Segment Start: Recorded data
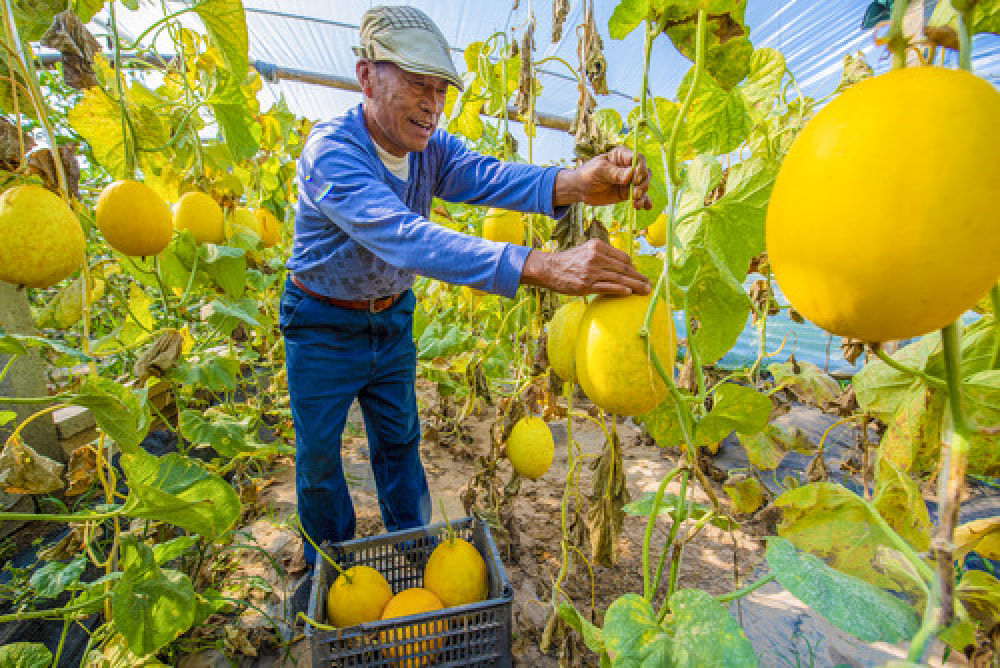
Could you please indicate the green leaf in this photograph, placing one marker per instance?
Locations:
(86, 9)
(763, 83)
(20, 344)
(208, 603)
(25, 655)
(173, 548)
(746, 495)
(626, 17)
(663, 424)
(178, 490)
(649, 266)
(670, 504)
(98, 120)
(33, 17)
(216, 374)
(227, 266)
(52, 579)
(852, 605)
(665, 115)
(981, 401)
(978, 342)
(912, 439)
(120, 412)
(717, 121)
(225, 433)
(593, 636)
(150, 606)
(632, 635)
(226, 314)
(225, 22)
(985, 16)
(808, 382)
(766, 449)
(729, 63)
(733, 227)
(91, 597)
(716, 301)
(735, 408)
(899, 501)
(980, 594)
(436, 341)
(830, 521)
(236, 121)
(880, 389)
(701, 175)
(724, 21)
(705, 634)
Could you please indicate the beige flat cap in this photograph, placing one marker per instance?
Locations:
(409, 38)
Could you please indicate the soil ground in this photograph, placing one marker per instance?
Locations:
(718, 561)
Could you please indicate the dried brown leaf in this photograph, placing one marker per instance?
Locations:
(40, 162)
(81, 471)
(24, 471)
(69, 36)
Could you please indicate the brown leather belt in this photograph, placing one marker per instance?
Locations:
(370, 305)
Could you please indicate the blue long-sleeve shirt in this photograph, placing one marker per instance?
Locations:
(362, 233)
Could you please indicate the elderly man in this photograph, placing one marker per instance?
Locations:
(366, 180)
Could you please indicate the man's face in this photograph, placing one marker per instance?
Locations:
(401, 108)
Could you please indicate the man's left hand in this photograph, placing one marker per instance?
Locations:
(605, 179)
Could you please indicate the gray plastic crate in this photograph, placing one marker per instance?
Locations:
(477, 634)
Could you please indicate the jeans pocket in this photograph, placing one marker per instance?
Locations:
(290, 304)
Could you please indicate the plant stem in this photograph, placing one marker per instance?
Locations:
(928, 627)
(927, 379)
(41, 517)
(896, 39)
(951, 479)
(55, 612)
(995, 301)
(648, 585)
(36, 400)
(749, 589)
(451, 530)
(321, 552)
(965, 40)
(670, 537)
(695, 80)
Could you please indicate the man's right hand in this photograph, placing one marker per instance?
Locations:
(592, 267)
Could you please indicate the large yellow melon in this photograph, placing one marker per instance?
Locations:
(612, 364)
(41, 241)
(134, 219)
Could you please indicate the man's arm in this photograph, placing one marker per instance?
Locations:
(594, 266)
(605, 179)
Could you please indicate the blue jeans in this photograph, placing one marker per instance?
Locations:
(333, 355)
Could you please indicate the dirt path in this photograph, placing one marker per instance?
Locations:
(783, 632)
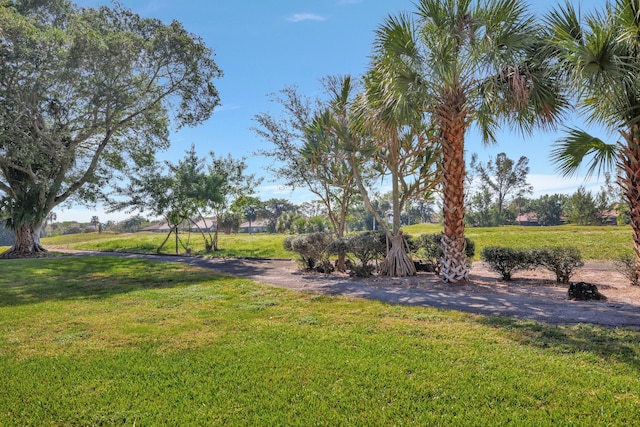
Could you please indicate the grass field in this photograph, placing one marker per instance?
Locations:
(104, 341)
(231, 245)
(595, 243)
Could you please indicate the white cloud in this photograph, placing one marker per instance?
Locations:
(299, 17)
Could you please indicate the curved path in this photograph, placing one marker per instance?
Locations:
(283, 273)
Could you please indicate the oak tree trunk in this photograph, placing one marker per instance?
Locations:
(26, 244)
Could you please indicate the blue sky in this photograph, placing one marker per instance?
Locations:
(264, 46)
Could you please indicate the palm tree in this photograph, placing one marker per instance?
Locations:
(600, 59)
(475, 63)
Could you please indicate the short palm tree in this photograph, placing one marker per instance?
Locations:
(476, 62)
(599, 56)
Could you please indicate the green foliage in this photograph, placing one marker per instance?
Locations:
(428, 247)
(311, 248)
(595, 243)
(549, 209)
(365, 247)
(581, 208)
(86, 93)
(103, 341)
(626, 264)
(506, 261)
(563, 261)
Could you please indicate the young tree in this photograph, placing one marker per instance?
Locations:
(84, 92)
(505, 178)
(178, 193)
(295, 138)
(475, 62)
(95, 221)
(581, 208)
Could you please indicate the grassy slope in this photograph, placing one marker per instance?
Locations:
(234, 245)
(595, 243)
(102, 341)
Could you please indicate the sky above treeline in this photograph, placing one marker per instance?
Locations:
(265, 46)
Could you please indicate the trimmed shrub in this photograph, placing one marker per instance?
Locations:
(562, 260)
(428, 247)
(506, 261)
(626, 265)
(366, 247)
(312, 248)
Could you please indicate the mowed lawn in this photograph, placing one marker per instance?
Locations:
(110, 341)
(595, 243)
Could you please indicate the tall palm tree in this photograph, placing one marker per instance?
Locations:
(476, 62)
(600, 58)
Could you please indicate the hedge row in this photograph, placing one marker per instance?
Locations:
(363, 249)
(561, 260)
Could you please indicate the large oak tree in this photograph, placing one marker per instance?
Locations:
(83, 93)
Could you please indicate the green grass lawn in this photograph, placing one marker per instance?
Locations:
(594, 243)
(603, 243)
(105, 341)
(231, 245)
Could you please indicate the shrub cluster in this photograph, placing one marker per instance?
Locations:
(364, 247)
(627, 266)
(314, 250)
(428, 247)
(561, 260)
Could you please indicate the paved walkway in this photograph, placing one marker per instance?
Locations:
(283, 273)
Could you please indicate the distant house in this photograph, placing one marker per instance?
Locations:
(207, 224)
(258, 226)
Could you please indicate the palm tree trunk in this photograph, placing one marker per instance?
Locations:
(629, 180)
(453, 264)
(397, 262)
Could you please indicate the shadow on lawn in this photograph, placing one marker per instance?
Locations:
(88, 277)
(622, 345)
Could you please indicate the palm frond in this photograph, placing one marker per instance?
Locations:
(579, 147)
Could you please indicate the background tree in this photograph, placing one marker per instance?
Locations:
(599, 57)
(177, 193)
(550, 208)
(236, 183)
(581, 208)
(397, 142)
(273, 209)
(294, 137)
(249, 207)
(475, 62)
(95, 221)
(84, 92)
(505, 178)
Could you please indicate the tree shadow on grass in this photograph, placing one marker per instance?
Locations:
(621, 345)
(67, 278)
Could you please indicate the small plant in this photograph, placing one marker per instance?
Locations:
(562, 260)
(506, 261)
(312, 248)
(626, 265)
(366, 247)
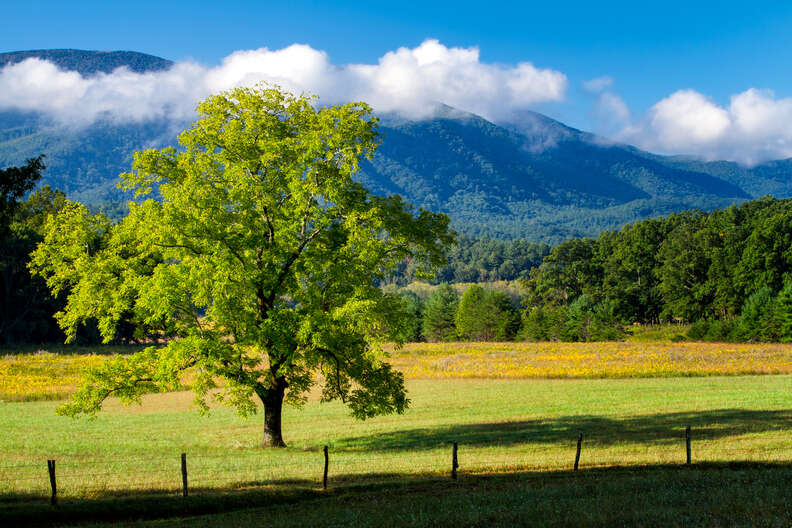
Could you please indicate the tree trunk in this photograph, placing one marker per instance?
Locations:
(273, 408)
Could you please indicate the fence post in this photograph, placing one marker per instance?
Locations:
(327, 464)
(454, 461)
(184, 474)
(53, 484)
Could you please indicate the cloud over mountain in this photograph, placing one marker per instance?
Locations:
(408, 80)
(754, 127)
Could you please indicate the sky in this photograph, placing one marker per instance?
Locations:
(709, 79)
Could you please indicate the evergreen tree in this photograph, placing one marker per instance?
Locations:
(755, 322)
(439, 312)
(783, 313)
(486, 315)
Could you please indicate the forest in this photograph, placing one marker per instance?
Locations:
(727, 273)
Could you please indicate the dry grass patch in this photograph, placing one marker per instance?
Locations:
(590, 360)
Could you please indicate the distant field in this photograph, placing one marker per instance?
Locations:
(590, 360)
(27, 375)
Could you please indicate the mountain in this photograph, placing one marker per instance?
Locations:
(533, 177)
(90, 62)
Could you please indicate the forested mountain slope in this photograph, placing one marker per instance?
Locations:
(533, 177)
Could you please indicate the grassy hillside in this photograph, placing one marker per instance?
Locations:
(633, 429)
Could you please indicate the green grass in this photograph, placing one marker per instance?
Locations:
(652, 333)
(503, 427)
(712, 496)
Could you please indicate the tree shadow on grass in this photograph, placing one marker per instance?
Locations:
(720, 490)
(665, 428)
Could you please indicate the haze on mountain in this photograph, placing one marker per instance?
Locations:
(531, 177)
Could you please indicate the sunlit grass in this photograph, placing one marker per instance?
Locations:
(38, 375)
(590, 360)
(501, 426)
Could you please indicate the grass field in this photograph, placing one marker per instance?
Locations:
(516, 446)
(31, 374)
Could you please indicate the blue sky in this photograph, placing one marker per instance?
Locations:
(648, 50)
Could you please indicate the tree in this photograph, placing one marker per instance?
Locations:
(269, 257)
(15, 182)
(486, 315)
(439, 313)
(26, 306)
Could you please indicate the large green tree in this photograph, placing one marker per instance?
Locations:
(268, 258)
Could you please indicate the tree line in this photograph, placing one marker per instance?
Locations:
(728, 272)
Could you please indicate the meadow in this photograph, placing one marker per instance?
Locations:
(516, 436)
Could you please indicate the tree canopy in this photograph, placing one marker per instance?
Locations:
(262, 257)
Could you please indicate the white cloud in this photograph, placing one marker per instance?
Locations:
(407, 80)
(610, 113)
(754, 127)
(598, 84)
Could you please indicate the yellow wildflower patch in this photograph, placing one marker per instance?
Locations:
(589, 360)
(43, 375)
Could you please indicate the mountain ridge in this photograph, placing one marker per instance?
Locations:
(533, 177)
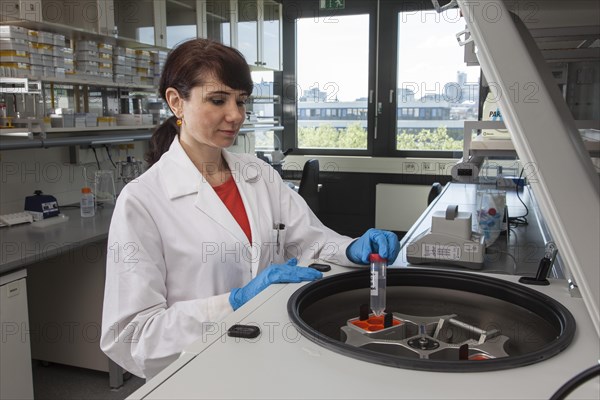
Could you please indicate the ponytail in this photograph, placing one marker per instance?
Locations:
(161, 140)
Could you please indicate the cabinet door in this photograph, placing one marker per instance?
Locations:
(15, 363)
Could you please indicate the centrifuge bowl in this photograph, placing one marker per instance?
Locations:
(529, 326)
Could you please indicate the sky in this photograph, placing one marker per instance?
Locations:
(333, 53)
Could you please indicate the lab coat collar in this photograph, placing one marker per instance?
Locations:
(181, 177)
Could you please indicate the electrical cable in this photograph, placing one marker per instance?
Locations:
(109, 156)
(96, 156)
(575, 382)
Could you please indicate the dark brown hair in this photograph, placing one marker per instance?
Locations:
(185, 68)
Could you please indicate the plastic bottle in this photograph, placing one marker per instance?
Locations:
(378, 283)
(87, 203)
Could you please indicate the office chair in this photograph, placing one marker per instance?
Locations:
(436, 189)
(309, 184)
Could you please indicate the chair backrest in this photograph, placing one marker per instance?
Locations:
(436, 189)
(309, 184)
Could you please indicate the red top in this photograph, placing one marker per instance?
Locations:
(230, 196)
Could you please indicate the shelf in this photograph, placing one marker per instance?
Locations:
(75, 81)
(498, 147)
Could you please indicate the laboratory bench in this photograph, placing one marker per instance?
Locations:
(283, 363)
(64, 268)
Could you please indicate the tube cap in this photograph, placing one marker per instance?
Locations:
(374, 257)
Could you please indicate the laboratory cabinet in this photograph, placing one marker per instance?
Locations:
(16, 380)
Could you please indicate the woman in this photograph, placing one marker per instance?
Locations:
(203, 230)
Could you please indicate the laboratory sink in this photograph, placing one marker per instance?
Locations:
(440, 320)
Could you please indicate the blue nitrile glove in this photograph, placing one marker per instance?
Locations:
(274, 273)
(385, 243)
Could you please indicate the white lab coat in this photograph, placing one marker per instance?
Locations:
(175, 252)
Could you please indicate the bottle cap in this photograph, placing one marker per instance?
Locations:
(374, 257)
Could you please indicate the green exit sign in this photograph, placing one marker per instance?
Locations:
(333, 4)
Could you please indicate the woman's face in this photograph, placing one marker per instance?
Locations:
(213, 114)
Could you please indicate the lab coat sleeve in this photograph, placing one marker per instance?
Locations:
(140, 331)
(307, 238)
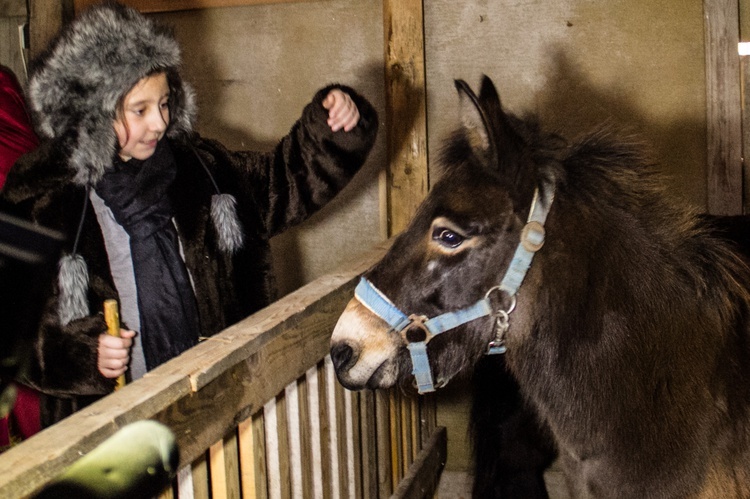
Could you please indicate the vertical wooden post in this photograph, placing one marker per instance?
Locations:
(46, 19)
(406, 115)
(724, 108)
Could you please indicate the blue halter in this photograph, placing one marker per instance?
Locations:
(532, 239)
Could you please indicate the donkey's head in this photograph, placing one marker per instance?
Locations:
(452, 257)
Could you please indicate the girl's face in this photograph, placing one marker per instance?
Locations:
(143, 118)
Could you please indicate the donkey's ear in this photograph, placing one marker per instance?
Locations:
(476, 122)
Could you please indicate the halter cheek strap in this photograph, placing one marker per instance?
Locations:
(532, 239)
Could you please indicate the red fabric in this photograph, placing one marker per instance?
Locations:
(16, 138)
(25, 415)
(16, 134)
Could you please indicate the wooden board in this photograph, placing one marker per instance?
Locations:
(406, 115)
(724, 108)
(172, 5)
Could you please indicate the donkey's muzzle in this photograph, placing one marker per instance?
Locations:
(342, 356)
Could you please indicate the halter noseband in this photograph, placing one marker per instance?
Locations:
(532, 239)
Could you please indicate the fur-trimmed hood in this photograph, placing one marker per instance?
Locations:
(75, 86)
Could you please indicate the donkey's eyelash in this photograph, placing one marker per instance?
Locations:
(447, 237)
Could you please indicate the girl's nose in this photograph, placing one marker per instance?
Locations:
(159, 121)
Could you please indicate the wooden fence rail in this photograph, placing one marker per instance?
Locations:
(257, 412)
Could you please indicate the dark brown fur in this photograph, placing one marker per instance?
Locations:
(630, 340)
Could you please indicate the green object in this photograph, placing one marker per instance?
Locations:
(137, 461)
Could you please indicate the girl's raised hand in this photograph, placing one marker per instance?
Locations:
(342, 111)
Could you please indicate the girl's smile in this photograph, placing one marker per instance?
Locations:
(143, 117)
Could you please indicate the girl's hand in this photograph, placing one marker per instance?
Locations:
(342, 111)
(114, 353)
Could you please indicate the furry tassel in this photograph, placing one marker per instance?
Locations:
(226, 223)
(73, 282)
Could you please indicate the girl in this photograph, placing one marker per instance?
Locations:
(172, 225)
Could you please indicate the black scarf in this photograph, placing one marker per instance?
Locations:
(137, 194)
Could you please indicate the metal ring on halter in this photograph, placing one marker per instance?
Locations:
(512, 298)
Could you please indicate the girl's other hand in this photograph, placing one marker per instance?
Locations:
(114, 353)
(342, 111)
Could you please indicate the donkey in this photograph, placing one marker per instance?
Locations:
(621, 313)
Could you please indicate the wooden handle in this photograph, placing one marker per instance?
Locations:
(112, 318)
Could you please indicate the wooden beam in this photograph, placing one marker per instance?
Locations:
(172, 5)
(723, 108)
(47, 17)
(206, 392)
(424, 475)
(406, 115)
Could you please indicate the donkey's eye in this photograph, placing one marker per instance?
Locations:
(447, 237)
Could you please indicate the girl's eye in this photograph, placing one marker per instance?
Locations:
(447, 237)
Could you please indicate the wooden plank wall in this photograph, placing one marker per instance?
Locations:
(406, 120)
(724, 108)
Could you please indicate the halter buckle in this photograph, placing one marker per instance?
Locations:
(416, 321)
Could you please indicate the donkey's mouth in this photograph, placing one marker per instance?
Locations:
(381, 378)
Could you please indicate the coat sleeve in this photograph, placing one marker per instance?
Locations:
(306, 169)
(65, 359)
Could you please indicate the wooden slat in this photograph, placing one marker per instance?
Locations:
(724, 121)
(200, 485)
(316, 433)
(247, 449)
(395, 420)
(416, 441)
(383, 429)
(207, 391)
(218, 470)
(273, 452)
(368, 441)
(326, 452)
(424, 475)
(340, 430)
(232, 463)
(172, 5)
(305, 439)
(406, 114)
(47, 17)
(356, 452)
(282, 437)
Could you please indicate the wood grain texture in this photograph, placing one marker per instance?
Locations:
(724, 109)
(206, 392)
(173, 5)
(406, 115)
(423, 477)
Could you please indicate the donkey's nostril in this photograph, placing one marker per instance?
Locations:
(341, 355)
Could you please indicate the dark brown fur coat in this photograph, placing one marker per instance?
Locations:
(274, 191)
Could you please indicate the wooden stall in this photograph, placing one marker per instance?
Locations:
(668, 70)
(257, 412)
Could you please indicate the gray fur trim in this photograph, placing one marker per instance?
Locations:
(74, 87)
(73, 282)
(226, 223)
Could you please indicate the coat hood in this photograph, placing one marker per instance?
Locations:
(75, 86)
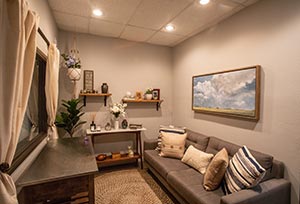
Segment End: Recorded data
• **Work instructions**: In the records above, find the line with "Could you please indicate the tree canopy" and the line with "Could you please indicate the cabinet"; please transcribe exactly those two lines and all lines between them, omitting any picture.

• **Answer to the exercise**:
Could you please indicate the tree canopy in this photograph, placing one marker per instance?
Locations:
(262, 257)
Could you please indicate the white cloud in this photograph, placing one marker per instance?
Locations:
(407, 80)
(610, 113)
(754, 127)
(598, 84)
Could you please indicate the yellow wildflower patch in this photograph, placing one marker per instance?
Locations:
(589, 360)
(43, 375)
Could you please indicate the mountain ridge in this photograph, placing one marker per instance?
Locations:
(533, 177)
Could you please indicate the ponytail in this photograph, placing one marker per instance?
Locations:
(161, 140)
Could you please indicate the cabinet door in this photograph, placing one marker per instance?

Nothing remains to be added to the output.